_Do this_: Output the rows from the start of the records through the line containing "[(262, 397)]" as a two-column CSV with the columns text and answer. Give one CSV line per row, put each field in quotes, turn line breaks into spaces, and leave out the pictures.

-- START Dataset records --

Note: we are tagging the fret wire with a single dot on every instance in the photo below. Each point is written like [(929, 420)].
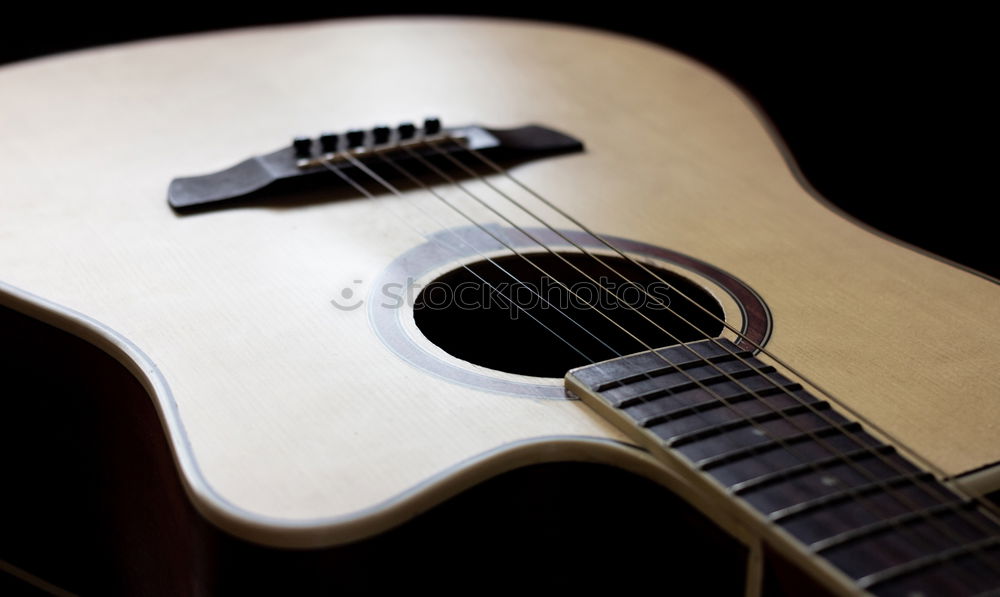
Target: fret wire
[(875, 527), (944, 530), (390, 187), (994, 510), (931, 490), (903, 499), (918, 564)]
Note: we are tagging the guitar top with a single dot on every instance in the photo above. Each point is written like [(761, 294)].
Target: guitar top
[(305, 410)]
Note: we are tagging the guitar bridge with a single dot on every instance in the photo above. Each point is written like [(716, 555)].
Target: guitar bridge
[(310, 162)]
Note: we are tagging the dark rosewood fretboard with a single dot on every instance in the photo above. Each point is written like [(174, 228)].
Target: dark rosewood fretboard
[(833, 490)]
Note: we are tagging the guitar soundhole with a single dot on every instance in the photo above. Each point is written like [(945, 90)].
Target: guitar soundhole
[(508, 315)]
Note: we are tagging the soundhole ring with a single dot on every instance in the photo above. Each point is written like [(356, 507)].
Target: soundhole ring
[(448, 250)]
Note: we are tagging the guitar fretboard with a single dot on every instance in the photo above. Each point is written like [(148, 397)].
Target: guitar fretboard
[(814, 477)]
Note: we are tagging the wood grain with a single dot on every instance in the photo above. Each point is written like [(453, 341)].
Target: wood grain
[(290, 421)]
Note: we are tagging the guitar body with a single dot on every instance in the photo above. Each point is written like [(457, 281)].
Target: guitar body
[(293, 422)]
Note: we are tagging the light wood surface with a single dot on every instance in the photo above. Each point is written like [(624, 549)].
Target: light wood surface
[(291, 421)]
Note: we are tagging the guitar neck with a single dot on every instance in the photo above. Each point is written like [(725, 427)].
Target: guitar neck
[(842, 503)]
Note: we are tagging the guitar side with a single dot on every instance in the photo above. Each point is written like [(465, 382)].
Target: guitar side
[(262, 397)]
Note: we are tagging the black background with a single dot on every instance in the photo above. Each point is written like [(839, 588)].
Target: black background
[(884, 110)]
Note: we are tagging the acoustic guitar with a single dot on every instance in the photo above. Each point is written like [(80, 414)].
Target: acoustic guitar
[(595, 250)]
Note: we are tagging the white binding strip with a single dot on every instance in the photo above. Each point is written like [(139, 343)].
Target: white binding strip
[(334, 530)]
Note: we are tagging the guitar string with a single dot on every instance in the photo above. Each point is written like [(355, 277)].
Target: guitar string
[(391, 188), (908, 475), (978, 497), (987, 509), (457, 253)]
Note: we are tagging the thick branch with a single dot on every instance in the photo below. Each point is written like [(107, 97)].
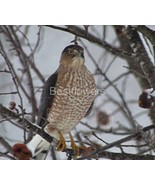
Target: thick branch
[(99, 151)]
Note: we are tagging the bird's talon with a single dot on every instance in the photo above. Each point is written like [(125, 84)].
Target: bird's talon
[(61, 144), (77, 149)]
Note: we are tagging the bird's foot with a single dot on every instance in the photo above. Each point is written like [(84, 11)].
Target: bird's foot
[(77, 149), (61, 144)]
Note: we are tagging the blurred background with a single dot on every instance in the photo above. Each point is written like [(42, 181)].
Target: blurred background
[(30, 54)]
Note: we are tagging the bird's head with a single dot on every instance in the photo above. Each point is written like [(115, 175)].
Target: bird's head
[(73, 56), (21, 152)]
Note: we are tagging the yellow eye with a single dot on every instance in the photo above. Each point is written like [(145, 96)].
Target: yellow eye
[(71, 52)]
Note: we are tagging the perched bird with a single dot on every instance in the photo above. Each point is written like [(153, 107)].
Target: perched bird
[(67, 97)]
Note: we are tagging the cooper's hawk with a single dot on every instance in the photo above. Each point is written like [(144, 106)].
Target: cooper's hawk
[(67, 97)]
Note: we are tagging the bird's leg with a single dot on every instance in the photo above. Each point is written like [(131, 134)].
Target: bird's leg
[(61, 144), (76, 148)]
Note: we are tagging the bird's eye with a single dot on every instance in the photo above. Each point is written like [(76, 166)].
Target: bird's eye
[(70, 52)]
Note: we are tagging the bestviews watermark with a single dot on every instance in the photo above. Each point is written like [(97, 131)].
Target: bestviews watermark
[(75, 91)]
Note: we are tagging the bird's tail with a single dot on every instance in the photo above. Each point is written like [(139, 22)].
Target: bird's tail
[(37, 149)]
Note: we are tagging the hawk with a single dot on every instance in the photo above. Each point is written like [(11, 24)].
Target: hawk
[(67, 97)]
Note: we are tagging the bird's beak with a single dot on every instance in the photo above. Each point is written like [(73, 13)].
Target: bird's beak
[(79, 54)]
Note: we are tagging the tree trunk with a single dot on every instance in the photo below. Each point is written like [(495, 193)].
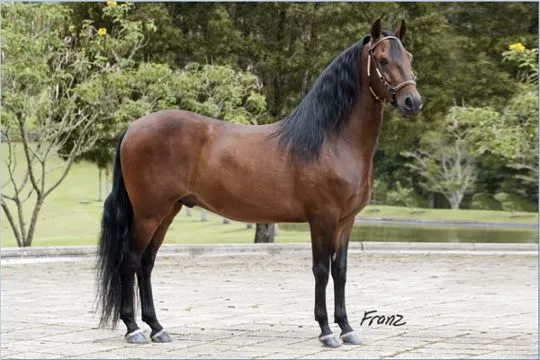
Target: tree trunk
[(204, 218), (100, 171), (33, 221), (264, 233)]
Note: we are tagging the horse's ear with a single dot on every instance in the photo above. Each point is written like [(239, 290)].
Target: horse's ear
[(376, 30), (400, 33)]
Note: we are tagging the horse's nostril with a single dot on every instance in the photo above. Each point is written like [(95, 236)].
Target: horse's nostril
[(408, 103)]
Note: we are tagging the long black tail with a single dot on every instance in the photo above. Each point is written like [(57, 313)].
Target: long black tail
[(113, 243)]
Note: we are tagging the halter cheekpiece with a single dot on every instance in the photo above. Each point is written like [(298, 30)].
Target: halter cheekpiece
[(391, 89)]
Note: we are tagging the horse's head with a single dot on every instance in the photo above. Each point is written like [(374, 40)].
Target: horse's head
[(389, 70)]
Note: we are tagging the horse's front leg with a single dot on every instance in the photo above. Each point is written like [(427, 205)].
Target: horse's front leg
[(321, 240), (339, 275)]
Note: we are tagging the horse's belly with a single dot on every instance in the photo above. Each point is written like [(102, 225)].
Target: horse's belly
[(249, 207)]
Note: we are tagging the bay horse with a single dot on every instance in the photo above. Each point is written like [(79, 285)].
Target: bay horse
[(314, 166)]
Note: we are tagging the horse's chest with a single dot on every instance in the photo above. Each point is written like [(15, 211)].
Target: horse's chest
[(353, 190)]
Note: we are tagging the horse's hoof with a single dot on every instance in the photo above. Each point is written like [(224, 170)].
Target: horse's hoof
[(136, 337), (351, 338), (161, 336), (329, 341)]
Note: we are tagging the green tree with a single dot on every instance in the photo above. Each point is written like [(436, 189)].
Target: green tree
[(446, 165), (42, 79)]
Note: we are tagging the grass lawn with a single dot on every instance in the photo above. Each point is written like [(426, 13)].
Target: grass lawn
[(71, 215)]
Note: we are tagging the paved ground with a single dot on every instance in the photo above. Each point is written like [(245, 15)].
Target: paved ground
[(260, 305)]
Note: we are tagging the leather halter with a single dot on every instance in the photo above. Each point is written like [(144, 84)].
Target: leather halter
[(391, 89)]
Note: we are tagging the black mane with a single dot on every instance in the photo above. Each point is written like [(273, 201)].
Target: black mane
[(325, 108)]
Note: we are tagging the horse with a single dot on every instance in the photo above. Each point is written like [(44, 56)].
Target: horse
[(314, 166)]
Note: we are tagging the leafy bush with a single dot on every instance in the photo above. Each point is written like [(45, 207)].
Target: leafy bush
[(401, 196), (482, 201)]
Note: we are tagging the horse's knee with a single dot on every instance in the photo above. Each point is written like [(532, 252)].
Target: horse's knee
[(320, 271), (339, 272)]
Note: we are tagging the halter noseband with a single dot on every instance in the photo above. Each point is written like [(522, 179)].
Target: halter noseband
[(391, 89)]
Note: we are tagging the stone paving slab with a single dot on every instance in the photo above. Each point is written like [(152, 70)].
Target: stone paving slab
[(455, 305)]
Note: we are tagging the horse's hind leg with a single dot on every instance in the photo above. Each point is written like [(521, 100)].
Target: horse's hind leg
[(339, 274), (322, 236), (141, 233), (158, 334)]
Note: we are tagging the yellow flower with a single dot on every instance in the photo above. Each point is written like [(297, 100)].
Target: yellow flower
[(517, 47)]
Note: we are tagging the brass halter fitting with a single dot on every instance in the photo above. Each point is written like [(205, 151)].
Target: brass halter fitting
[(391, 89)]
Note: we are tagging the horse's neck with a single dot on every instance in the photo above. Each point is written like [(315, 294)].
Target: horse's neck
[(363, 125)]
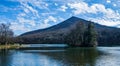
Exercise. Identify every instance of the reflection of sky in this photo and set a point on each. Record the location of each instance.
(27, 15)
(70, 57)
(111, 57)
(30, 59)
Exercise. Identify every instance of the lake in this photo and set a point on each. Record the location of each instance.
(99, 56)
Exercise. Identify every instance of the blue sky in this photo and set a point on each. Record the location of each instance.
(28, 15)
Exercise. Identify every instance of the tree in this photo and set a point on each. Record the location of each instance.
(6, 34)
(90, 35)
(76, 35)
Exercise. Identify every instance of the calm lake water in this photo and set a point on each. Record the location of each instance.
(100, 56)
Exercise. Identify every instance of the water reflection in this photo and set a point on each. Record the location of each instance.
(4, 58)
(66, 57)
(76, 56)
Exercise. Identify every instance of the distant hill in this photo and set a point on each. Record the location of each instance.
(55, 34)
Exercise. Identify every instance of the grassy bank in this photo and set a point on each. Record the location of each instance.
(9, 46)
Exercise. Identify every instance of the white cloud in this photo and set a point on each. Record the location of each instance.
(50, 18)
(26, 21)
(108, 1)
(55, 4)
(82, 7)
(108, 16)
(114, 5)
(63, 8)
(107, 22)
(15, 26)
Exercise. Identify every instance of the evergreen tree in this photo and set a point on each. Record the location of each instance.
(90, 35)
(75, 37)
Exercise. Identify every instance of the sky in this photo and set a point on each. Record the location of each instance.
(28, 15)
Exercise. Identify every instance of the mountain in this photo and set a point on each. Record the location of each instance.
(55, 34)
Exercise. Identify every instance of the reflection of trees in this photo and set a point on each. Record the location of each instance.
(4, 59)
(76, 56)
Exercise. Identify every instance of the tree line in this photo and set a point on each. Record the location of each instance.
(82, 35)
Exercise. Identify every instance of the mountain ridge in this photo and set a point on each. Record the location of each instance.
(55, 34)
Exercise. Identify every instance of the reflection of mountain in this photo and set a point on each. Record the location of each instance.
(76, 56)
(56, 33)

-- END Dataset records --

_Complete output_:
text,answer
"Note: we are tagging the fret wire with a single dot on every instance in the photo below. Each point is written like [(929, 420)]. Target: fret wire","[(875, 527), (944, 530), (390, 187), (994, 510), (931, 490), (903, 499), (918, 564)]"
"Note: we are tagging the guitar top with a single dot on every instance in the photo above. Each point is written like [(761, 294)]. Target: guitar top","[(305, 410)]"
"Note: we are tagging the guitar bridge with a single dot on every instance in the photo above. Each point is written like [(716, 555)]. Target: guitar bridge","[(310, 162)]"
"Note: we are tagging the dark rosewood fretboard with a single dot on every instance in the photo above. Each point is written like [(174, 228)]. Target: dark rosewood fretboard","[(833, 490)]"
"Note: we are tagging the guitar soundhole with a single dot on every instance in the photo above. Each point is written like [(945, 90)]. Target: guitar soundhole","[(508, 315)]"
"Note: we are tagging the soundhole ring with a single dot on every instance in the photo above. Each point is written like [(356, 507)]. Target: soundhole ring","[(448, 250)]"
"Note: we are tagging the guitar fretboard with a single dot on every instance in the photo above. Each point is written like [(148, 397)]. Target: guitar fretboard","[(814, 477)]"
"Note: we are tagging the wood grain with a single dot on every instance in the photo above. Each point is written like [(453, 341)]. Target: wood grain","[(290, 421)]"
"Note: we are tagging the guitar body with a single dot on every instance in the photo above. Each point is written like [(457, 281)]. Target: guitar body","[(293, 422)]"
"Note: we are tagging the light wood surface with a single dot on every instance in the photo above. Each point is written like [(624, 549)]. Target: light wood surface","[(291, 421)]"
"Note: we are tagging the guitar neck with a single dot on every instance in the photo above. Each point is written like [(725, 427)]. Target: guitar neck","[(842, 503)]"
"Note: we are tagging the guitar side with a single dot on every instance in the photo above. Each point is written like [(465, 382)]. Target: guitar side","[(262, 397)]"